Supplied records
'''
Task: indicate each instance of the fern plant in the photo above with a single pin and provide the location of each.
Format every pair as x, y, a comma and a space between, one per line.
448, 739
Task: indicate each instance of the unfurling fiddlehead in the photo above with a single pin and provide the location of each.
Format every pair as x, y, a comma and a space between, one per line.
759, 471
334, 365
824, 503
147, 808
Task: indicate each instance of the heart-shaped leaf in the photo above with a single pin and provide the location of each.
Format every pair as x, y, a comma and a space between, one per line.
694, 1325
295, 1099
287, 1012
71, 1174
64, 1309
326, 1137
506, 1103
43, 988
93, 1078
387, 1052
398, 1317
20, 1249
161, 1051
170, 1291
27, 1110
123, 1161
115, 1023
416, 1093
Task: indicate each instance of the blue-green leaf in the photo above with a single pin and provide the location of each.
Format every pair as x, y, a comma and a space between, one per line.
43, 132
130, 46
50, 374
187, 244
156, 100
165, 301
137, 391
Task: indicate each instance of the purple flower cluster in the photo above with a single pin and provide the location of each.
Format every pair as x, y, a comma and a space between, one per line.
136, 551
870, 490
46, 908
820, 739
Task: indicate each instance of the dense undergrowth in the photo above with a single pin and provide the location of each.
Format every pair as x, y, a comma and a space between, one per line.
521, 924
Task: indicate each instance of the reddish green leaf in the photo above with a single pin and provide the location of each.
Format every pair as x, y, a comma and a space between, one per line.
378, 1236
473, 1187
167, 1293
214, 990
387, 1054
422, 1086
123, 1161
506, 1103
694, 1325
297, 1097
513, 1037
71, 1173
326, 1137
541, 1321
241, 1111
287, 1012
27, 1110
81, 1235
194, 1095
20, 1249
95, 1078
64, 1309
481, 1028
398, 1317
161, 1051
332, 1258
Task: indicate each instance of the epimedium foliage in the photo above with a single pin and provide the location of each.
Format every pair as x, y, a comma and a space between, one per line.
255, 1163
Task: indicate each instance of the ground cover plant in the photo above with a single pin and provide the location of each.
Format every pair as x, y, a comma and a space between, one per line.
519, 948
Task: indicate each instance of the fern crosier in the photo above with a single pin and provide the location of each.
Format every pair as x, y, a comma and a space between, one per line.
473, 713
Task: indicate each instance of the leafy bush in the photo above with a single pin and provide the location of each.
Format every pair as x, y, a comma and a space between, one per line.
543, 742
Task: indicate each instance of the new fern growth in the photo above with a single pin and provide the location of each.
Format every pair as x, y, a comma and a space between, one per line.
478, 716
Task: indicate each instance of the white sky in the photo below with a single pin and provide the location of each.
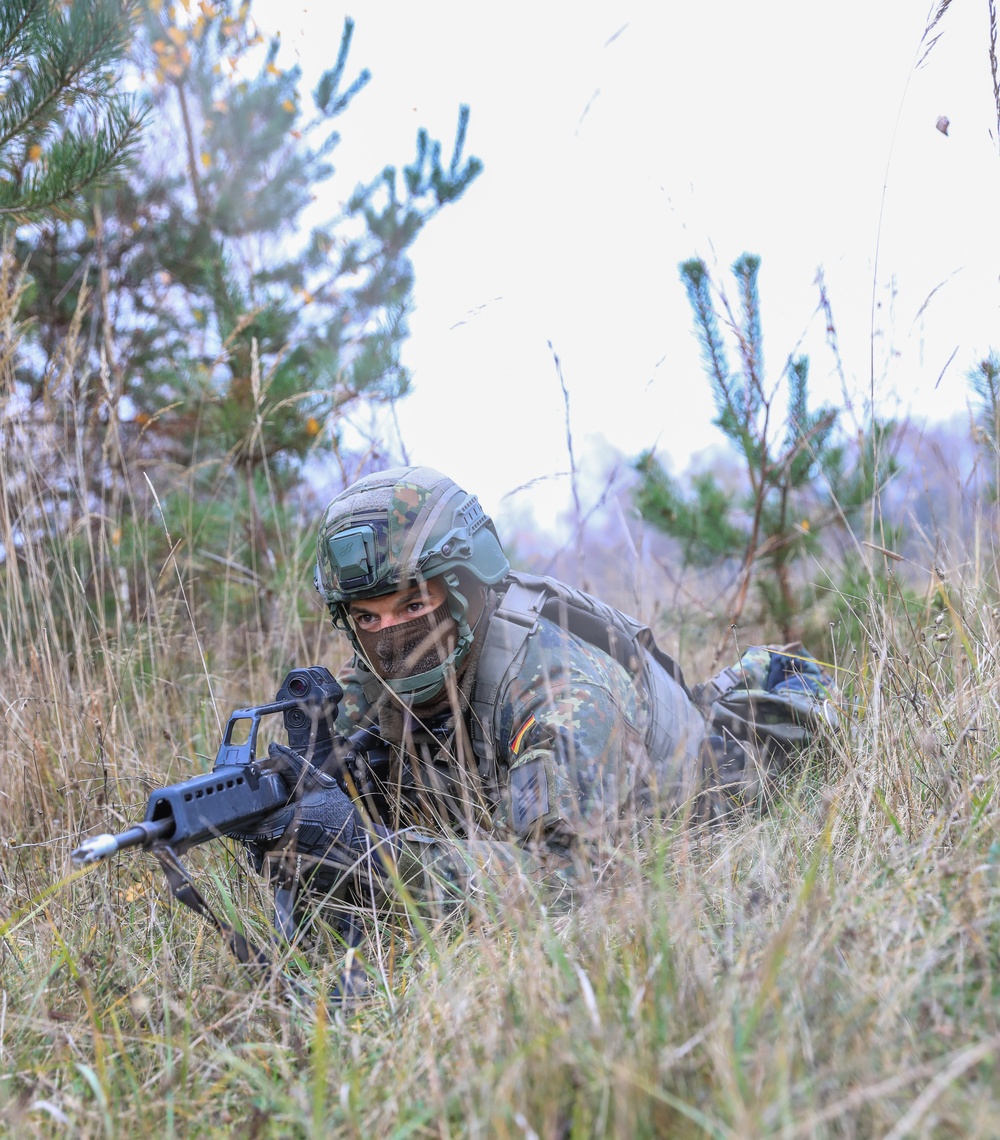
'''
Task description
Count the lines in the records above that contain the string "plant", with case counting, and give only the number.

Solution below
2